__What you will do__
Please pick out and copy every line of the rows below that contains the word "handle".

__Input__
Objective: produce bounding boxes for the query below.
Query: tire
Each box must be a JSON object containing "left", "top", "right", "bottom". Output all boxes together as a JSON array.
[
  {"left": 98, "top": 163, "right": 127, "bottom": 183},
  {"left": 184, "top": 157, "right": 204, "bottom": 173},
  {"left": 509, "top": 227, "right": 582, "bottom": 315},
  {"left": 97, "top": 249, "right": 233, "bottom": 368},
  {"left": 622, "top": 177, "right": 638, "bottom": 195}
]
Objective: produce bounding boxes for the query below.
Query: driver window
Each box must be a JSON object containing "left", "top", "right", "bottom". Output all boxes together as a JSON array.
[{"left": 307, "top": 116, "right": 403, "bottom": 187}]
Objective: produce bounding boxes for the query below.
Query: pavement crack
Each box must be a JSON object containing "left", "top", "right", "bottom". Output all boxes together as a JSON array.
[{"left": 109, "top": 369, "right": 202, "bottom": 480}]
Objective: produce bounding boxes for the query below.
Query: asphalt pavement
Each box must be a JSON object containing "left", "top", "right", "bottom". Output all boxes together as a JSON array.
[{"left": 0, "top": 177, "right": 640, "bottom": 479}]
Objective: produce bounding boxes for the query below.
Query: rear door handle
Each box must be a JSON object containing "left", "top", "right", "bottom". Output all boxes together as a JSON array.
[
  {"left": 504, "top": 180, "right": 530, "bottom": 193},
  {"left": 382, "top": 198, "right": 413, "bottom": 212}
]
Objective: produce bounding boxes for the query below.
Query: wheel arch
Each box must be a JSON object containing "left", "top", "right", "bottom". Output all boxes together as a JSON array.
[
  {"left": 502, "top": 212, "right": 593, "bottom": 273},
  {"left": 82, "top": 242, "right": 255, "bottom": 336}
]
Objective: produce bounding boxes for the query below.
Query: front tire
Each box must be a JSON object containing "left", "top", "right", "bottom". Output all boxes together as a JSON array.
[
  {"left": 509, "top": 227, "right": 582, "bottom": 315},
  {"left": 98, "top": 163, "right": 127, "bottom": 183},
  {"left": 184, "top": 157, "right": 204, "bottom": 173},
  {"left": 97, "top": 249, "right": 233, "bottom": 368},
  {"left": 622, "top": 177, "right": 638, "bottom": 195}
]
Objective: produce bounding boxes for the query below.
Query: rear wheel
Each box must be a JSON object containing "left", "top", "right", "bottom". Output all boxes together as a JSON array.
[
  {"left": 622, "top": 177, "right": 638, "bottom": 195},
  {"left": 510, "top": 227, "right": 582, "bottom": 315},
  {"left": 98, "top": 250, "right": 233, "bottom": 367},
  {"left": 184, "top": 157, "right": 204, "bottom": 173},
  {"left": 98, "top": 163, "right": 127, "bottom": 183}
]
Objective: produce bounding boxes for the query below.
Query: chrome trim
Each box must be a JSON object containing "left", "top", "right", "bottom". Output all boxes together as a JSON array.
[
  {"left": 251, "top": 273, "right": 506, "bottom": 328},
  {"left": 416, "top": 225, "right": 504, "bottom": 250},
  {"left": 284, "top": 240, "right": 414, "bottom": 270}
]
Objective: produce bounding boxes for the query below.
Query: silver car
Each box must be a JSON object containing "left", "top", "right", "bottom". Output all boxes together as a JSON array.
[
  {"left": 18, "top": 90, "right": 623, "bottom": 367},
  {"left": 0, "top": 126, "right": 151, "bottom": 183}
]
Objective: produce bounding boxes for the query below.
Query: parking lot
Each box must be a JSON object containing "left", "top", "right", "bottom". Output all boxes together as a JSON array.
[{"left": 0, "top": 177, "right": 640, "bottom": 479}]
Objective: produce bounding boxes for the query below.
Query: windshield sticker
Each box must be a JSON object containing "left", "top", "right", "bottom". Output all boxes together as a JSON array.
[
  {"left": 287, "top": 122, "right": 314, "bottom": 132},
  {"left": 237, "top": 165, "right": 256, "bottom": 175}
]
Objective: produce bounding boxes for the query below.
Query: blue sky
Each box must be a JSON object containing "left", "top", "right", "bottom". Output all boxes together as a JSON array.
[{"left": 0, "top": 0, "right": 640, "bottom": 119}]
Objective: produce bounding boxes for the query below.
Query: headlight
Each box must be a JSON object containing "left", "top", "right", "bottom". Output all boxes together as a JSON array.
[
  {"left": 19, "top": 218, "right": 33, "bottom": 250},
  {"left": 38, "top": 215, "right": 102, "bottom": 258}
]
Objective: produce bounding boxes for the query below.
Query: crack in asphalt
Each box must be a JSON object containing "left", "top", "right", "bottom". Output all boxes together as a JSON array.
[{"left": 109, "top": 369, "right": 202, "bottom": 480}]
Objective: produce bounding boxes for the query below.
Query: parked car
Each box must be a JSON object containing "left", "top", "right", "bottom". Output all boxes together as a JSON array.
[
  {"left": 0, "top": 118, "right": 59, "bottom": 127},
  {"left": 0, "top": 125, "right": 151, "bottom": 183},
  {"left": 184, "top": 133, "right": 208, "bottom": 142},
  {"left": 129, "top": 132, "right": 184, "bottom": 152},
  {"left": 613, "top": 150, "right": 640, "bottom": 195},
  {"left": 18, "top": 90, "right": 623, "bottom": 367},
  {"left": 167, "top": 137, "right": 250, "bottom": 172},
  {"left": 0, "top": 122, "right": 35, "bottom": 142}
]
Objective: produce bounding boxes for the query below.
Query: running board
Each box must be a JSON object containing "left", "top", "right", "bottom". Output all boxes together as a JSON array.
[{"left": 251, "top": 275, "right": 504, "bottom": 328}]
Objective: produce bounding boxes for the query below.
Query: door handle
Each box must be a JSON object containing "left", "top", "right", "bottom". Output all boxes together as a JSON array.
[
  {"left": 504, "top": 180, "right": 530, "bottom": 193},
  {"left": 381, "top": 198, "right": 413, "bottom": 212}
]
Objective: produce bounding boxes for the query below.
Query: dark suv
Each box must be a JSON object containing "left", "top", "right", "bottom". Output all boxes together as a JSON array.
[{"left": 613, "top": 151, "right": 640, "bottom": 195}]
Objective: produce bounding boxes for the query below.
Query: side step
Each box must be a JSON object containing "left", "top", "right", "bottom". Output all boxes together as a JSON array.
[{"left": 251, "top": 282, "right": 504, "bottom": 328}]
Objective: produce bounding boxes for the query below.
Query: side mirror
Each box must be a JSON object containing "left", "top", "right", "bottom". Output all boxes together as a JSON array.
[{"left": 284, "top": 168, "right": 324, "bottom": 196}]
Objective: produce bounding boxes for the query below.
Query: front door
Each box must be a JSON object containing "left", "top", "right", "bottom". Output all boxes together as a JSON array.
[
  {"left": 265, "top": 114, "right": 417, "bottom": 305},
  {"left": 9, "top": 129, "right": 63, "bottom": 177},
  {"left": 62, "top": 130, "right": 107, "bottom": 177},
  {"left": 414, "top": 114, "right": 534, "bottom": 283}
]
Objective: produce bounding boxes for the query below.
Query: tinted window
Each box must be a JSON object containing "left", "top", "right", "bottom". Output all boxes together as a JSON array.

__Final result__
Query: rear door handle
Query: door handle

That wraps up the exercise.